» Directive A
In the mailing list reply about managing i18n with Hydra, why does the proposed solution add a "locale" GET parameter? Answer in one to three sentences.

### Text provided ###

RE: How to manage i18n resource with API / JSON-LD / Hydra ?

Hi Mikaël,

Welcome on our mailing list.

On Friday, June 19, 2015 2:50 PM, Mikael Labrut wrote:
> My name is Mikaël Labrut, I am actually working on an API using Hydra
> using DunglasApiBundle.

Cool! If you can share some more details, please do so.


[...]
> Problem : 
> Imagine you have a "Country" (http://schema.org/Country) resource in your API.
> How to manage i18N on it ?

So we are talking about concepts which have localized descriptions. This is (sometimes) an important distinction as, let's say, a translated blog post is really a different resource.


> Here is a detailed solution, i have design based on experience, and the JSON-LD spec.
> Tell me if you think this is a good idea ?
> If you think it's not ... tell me why ?
> 
> ## How to get a specific locale on a resource ? (=GET)
> 
> ### My solution
> 
> Add a GET specific parameter "locale"
> Why ?
> - Simple (this is the way used in FB graph api for example)
> - One URL = One localized resource (like wikipedia, better for indexing or caching)

### Material to process ###

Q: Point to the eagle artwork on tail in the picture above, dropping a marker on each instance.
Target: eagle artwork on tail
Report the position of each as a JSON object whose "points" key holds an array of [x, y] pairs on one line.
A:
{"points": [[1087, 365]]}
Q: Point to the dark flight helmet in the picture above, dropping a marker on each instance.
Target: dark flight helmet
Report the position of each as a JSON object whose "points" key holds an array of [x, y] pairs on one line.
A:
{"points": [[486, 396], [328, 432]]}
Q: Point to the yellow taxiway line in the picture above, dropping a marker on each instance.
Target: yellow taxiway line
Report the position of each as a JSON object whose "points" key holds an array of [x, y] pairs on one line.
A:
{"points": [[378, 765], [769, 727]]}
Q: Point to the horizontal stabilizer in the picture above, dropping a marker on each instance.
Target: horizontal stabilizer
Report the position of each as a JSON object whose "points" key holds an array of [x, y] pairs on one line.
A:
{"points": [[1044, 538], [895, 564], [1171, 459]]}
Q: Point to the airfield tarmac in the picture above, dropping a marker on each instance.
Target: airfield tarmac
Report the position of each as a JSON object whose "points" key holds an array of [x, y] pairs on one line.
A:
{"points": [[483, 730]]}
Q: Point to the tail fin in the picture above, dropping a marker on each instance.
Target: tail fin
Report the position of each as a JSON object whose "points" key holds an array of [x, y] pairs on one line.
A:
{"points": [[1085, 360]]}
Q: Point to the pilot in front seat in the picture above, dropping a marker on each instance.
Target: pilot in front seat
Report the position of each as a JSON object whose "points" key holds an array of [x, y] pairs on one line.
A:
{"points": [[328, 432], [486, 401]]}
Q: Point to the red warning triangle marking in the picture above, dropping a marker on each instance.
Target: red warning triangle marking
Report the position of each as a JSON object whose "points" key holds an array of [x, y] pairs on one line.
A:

###

» Directive B
Write out, unchanged, the stretch of the records from the line containing "Q: Point to the airfield" through the final line of the records.

» Solution A
The parameter is simple, and the FB graph API uses this approach, for example. It also means that one URL gives one localized resource, as on Wikipedia, which is better for indexing or caching.

» Solution B
Q: Point to the airfield tarmac in the picture above, dropping a marker on each instance.
Target: airfield tarmac
Report the position of each as a JSON object whose "points" key holds an array of [x, y] pairs on one line.
A:
{"points": [[483, 730]]}
Q: Point to the tail fin in the picture above, dropping a marker on each instance.
Target: tail fin
Report the position of each as a JSON object whose "points" key holds an array of [x, y] pairs on one line.
A:
{"points": [[1085, 360]]}
Q: Point to the pilot in front seat in the picture above, dropping a marker on each instance.
Target: pilot in front seat
Report the position of each as a JSON object whose "points" key holds an array of [x, y] pairs on one line.
A:
{"points": [[328, 432], [486, 401]]}
Q: Point to the red warning triangle marking in the picture above, dropping a marker on each instance.
Target: red warning triangle marking
Report the position of each as a JSON object whose "points" key holds an array of [x, y] pairs on one line.
A:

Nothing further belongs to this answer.